Written request: Pull out every line in the material below that contains the word "level", and copy each one in full.

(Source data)

::::::::

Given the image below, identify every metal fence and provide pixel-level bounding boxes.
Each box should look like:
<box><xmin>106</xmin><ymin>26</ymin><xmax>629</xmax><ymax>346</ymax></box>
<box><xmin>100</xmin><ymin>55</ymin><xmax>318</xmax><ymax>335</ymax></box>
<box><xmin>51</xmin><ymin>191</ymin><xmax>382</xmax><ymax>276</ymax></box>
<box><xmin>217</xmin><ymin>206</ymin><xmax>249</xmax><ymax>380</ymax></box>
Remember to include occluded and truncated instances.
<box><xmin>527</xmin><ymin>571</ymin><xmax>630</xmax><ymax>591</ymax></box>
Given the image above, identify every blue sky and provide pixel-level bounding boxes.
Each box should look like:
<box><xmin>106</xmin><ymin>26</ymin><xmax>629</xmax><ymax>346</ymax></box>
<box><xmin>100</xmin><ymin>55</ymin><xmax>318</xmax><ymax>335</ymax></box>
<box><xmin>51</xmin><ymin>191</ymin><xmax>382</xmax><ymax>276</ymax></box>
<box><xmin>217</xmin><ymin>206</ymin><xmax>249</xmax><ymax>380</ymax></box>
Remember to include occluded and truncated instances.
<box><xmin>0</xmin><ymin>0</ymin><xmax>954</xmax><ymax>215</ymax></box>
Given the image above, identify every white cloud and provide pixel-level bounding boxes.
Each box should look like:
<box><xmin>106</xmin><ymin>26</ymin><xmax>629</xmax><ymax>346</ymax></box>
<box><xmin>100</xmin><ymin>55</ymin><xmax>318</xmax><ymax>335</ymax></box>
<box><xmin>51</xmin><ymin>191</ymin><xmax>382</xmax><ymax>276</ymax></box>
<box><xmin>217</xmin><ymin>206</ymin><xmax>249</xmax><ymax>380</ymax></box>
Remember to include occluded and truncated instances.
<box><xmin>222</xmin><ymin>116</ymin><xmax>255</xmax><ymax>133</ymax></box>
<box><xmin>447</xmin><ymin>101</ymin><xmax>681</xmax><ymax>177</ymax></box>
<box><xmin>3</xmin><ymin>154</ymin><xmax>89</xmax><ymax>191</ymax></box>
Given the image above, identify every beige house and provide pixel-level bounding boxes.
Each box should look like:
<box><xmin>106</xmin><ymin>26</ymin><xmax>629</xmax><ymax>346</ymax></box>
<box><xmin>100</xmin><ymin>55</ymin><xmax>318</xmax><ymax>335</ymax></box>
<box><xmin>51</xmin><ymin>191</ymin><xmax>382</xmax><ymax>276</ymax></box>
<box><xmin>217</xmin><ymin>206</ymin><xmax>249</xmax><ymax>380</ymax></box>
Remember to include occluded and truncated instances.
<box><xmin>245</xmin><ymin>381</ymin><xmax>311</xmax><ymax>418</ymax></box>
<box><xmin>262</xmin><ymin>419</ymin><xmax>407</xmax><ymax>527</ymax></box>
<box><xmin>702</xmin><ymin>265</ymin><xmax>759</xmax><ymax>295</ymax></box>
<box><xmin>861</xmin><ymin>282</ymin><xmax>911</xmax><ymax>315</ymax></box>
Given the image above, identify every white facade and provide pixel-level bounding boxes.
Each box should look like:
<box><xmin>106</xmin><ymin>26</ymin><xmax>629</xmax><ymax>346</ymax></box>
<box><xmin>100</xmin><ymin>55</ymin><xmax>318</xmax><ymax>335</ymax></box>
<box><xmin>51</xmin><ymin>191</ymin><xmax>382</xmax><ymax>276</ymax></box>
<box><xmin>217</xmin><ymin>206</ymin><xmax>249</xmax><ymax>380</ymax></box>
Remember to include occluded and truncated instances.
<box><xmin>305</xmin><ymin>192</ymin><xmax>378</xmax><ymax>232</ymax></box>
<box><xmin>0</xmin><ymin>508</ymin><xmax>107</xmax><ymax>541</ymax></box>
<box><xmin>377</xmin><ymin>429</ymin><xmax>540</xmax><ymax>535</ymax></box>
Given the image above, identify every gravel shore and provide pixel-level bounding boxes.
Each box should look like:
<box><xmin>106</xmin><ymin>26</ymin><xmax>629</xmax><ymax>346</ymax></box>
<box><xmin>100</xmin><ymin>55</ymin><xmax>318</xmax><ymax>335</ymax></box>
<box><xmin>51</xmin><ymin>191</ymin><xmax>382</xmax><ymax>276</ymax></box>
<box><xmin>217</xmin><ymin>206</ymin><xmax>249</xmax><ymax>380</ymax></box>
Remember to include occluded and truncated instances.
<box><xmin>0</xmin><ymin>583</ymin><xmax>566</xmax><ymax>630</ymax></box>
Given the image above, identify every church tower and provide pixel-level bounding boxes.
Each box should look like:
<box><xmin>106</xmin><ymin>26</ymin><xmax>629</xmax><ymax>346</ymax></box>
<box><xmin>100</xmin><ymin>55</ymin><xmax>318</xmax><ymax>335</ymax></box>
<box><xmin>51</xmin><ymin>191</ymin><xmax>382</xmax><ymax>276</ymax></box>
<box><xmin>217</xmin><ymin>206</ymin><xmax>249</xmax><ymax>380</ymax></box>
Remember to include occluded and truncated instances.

::::::::

Full output:
Given the image below, identify every metal fence and provide pixel-level bounding boxes.
Given the image above, identify every blue sky and provide pixel-level bounding boxes.
Given the image above, identify every white cloud and provide pixel-level bounding boxes.
Given the image above, identify every beige house and provide pixel-level bounding boxes.
Given the image above, identify every white facade and provide pixel-level bounding boxes.
Given the image above, identify every gravel shore and provide pixel-level bounding boxes.
Given the image above, identify every church tower and provide pixel-level bounding boxes.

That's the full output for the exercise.